▶ _Image location labeling entries_:
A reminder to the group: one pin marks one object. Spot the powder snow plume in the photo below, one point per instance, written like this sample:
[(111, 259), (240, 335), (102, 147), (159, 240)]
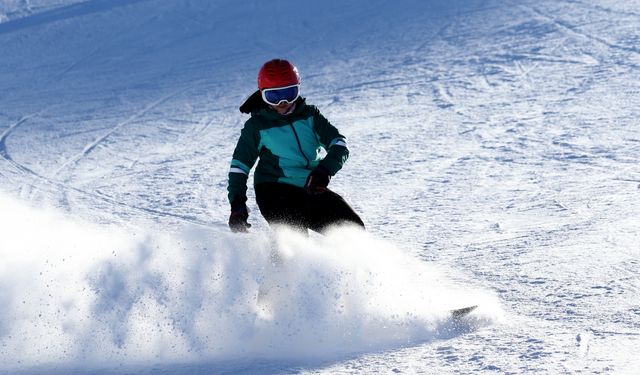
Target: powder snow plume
[(101, 294)]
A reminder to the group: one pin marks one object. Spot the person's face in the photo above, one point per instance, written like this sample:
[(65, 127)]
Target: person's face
[(282, 108)]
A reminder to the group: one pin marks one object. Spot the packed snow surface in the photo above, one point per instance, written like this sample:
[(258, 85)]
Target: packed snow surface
[(494, 159)]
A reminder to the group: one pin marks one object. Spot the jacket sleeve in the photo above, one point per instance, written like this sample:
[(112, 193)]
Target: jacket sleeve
[(334, 142), (244, 157)]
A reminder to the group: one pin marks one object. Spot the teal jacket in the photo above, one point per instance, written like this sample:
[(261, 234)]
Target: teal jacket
[(289, 146)]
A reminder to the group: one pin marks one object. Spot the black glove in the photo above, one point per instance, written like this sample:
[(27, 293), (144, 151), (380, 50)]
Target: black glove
[(238, 217), (318, 180)]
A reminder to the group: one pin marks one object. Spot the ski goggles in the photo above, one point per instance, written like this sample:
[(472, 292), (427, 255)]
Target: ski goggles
[(277, 95)]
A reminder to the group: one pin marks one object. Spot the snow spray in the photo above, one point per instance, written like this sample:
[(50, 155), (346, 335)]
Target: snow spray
[(76, 292)]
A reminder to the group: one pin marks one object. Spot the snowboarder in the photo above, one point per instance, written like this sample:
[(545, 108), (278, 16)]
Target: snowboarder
[(291, 178)]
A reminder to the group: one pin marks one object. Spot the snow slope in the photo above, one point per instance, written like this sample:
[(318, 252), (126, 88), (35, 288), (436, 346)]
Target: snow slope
[(494, 159)]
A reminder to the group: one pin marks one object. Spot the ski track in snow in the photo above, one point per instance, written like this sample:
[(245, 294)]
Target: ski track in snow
[(498, 140)]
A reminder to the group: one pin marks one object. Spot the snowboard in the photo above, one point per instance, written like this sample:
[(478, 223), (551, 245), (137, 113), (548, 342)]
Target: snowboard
[(461, 313)]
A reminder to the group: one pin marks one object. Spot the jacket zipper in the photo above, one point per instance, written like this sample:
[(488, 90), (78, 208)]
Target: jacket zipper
[(299, 144)]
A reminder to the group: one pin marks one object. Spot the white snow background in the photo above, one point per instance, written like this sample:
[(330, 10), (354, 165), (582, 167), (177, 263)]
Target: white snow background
[(494, 158)]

▶ _WHAT TO WORK ON_:
Rewrite the data above with every "Target" renamed to "Object", changing nothing else. Omit the pictures from your answer.

▶ _THE RESPONSE_:
A reminder to the group: one pin marks one object. Spot the powder snow plume in the photo below, one point per instance, written like this sample:
[(111, 259), (240, 335), (102, 147), (159, 240)]
Object: powder snow plume
[(101, 294)]
A reminder to the group: one pin marks one object. Spot the person's face in the photo above, one point per instance, written like this sample:
[(65, 127)]
Object: person's face
[(282, 108)]
A reminder to the group: one pin marks one object. Spot the packed snow surface in the photo above, one point per instance, written like this sample:
[(258, 85)]
Object: packed snow surface
[(494, 159)]
A reminder to the group: one pin marks one object. Spot the jacket sleeve in the photo above, one point per instance, written like this sample:
[(112, 193)]
Object: jacket sleeve
[(334, 142), (244, 157)]
A reminder to the group: one pin marks one object. Spot the teal jacket in the photo above, one point per instance, written like this sample:
[(261, 234)]
Object: teal jacket
[(289, 146)]
A reminder to the group: one pin marks one object. Spot the black glove in the photo above, one point per instance, written like this sample:
[(27, 293), (144, 151), (380, 50)]
Object: black glove
[(238, 217), (318, 180)]
A reminder to the group: one pin marks one object. Spot the ski goggles in the photo above, one point per instance, written like this sample:
[(472, 292), (427, 255)]
Object: ski goggles
[(277, 95)]
A reminder to the group: one pin marks one object. Spot the snow spray in the photo above, one point per instance, written like this sample:
[(50, 155), (346, 335)]
Object: snow spray
[(76, 292)]
A reminder to the group: one pin marks one object. Spot the snowboarder in the photo above, one point per instance, written like this sample:
[(545, 108), (278, 16)]
Object: snowboarder
[(291, 178)]
A reminder to the group: one pin marks one object. Spot the snow slope in the photo above, one point per instance, written like this sample:
[(318, 252), (126, 88), (35, 288), (436, 346)]
Object: snow slope
[(494, 159)]
A reminder to the group: one pin marks one object. Spot the ski track in snow in the photo above, one point per instance, written like this sample:
[(245, 294)]
Object: ski track in snow
[(498, 140)]
A reminder to the group: one pin marks one object. Spot the snowboard in the photo above, one point per instance, written like this sample:
[(478, 223), (551, 245), (137, 113), (548, 342)]
Object: snowboard
[(461, 313)]
A reminder to the group: one pin marks one object. Spot the jacket zipper in the photo above, one point per instance, written like this sample:
[(488, 90), (78, 208)]
Object: jacket zipper
[(299, 144)]
A reminder to the group: one pin marks one object. Spot the white snow background in the photo above, one point per instance, written like this sample:
[(330, 10), (354, 165), (582, 167), (177, 263)]
Object: white snow background
[(494, 158)]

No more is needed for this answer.